- **WHAT TO DO**
Write the data below as a two-column CSV with the headers "prompt" and "target", one row per entry, putting each text and its answer in a single quoted field with line breaks turned into spaces.

:: DATA EXCERPTS ::

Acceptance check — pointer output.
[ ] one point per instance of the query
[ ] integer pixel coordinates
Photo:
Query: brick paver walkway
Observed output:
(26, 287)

:::

- **COMPLETE OUTPUT**
prompt,target
"Acceptance check — pointer output. [ ] one point per instance of the query [ ] integer pixel coordinates Photo: Query: brick paver walkway Observed output:","(26, 287)"